» PASSAGE GIVEN:
'''

In characterizing grand jury testimony for Confrontation Clause purposes, we should recognize that grand juries have largely lost their function as protectors of individual rights and have become agents of the prosecution. See M. Frankel G. Naftalis, The Grand Jury: An Institution on Trial 99-102 (1977). If we were to ignore this reality in our analysis, we would be using a fictional protection of individual rights as an excuse to remove the actual protections of the Confrontation Clause.
We do not mean to elevate cross-examination, under all circumstances, to the level of a constitutional requirement. Read narrowly, the Confrontation Clause would altogether preclude the use of hearsay evidence in criminal trials unless the hearsay declarant was available for cross-examination. No major American court has gone so far, see Dutton v. Evans, 400 U.S. at 82, 91 S.Ct. 210, and we certainly do not. We can also agree with the Fourth Circuit that "[t]he Supreme Court has never intimated . . . that cross-examination is the only means by which prior recorded testimony may be qualified for admission under the Confrontation Clause." United States v. West, 574 F.2d at 1137. See United States v. Roberts, 583 F.2d 1173, 1176-77 (10th Cir. 1978), cert. denied, 439 U.S. 1080, 99 S.Ct. 862, 59 L.Ed.2d 49 (1979) (co-conspirator exception to hearsay rule). Nevertheless, the Supreme Court has placed great emphasis on cross-examination — whether at the instant trial or at another trial or hearing — as a protector of confrontation values. "[The Court's] cases construing the [confrontation] clause hold that a primary interest secured by it is the right of cross-examination." Davis v. Alaska, 415 U.S. 308, 315, 94 S.Ct. 1105, 1110, 39 L.Ed.2d 347 (1974), quoting Douglas v. Alabama, 380 U.S. 415, 418, 85 S.Ct. 1074, 13 L.Ed.2d 934 (1965). See also California v. Green, 399 U.S. 149, 158, 90 S.Ct. 1930, 26 L.Ed.2d 489 (1970); Bruton v. United States, 391 U.S. 123, 126, 88 S.Ct. 1620, 20 L.Ed.2d 476 (1968); Barber v. Page, 390 U.S. 719, 725, 88 S.Ct. 1318, 20 L.Ed.2d 255 (1968); Brookhart v. Janis, 384 U.S. 1, 4, 86 S.Ct. 1245, 16 L.Ed.2d 314 (1966); Pointer v. Texas, 380 U.S. 400, 404, 85 S.Ct. 1065, 13 L.Ed.2d 923 (1965). When the hearsay evidence is grand jury testimony — that is, when the prosecution itself has secured the hearsay testimony — we are unwilling to dispense with cross-examination as a required element of confrontation.

'''

» MATERIAL SHOWN:

'''

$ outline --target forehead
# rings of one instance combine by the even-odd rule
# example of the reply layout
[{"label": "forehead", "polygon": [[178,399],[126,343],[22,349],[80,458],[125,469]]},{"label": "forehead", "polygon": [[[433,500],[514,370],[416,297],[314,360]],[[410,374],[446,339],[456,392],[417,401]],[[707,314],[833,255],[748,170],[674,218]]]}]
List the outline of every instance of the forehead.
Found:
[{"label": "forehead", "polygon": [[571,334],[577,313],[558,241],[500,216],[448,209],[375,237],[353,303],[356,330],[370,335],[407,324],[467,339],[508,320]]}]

'''

» REQUIRED TASKS:
- a) According to the passage on grand jury testimony and the Confrontation Clause, what have grand juries largely become?
- b) Tally the lines in the rows that contain the string "polygon", with case counting. Give only the number.

» THE RESPONSES:
- a) Agents of the prosecution.

- b) 2